(Stored data entries)
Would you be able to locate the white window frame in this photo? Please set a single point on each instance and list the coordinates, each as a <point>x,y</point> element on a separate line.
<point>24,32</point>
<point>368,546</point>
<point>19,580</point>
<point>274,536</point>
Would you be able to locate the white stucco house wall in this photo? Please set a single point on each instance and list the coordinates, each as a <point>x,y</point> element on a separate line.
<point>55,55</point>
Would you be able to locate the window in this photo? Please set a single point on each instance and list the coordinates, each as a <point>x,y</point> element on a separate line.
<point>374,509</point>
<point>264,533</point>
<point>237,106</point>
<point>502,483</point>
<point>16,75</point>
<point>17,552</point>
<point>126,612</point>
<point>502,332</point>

[GOAL OF THE EXERCISE]: Copy out all the records exactly.

[THE COMPLETED TASK]:
Would you be able to locate the white window frame in this photo? Please set a single point on each instance and list the coordinates, each as a <point>x,y</point> element on a separate line.
<point>24,32</point>
<point>368,546</point>
<point>19,580</point>
<point>274,536</point>
Would you be able to locate the white stucco house wall in this photo? Please set a single point on each instance and list the coordinates, each as a <point>x,y</point> element on a separate line.
<point>55,55</point>
Would you be able to locate the window in this photo? Please set a single point on each instance and list the coordinates, each as a <point>x,y</point> element on a separate line.
<point>374,509</point>
<point>264,533</point>
<point>237,106</point>
<point>502,483</point>
<point>16,75</point>
<point>17,552</point>
<point>126,612</point>
<point>502,332</point>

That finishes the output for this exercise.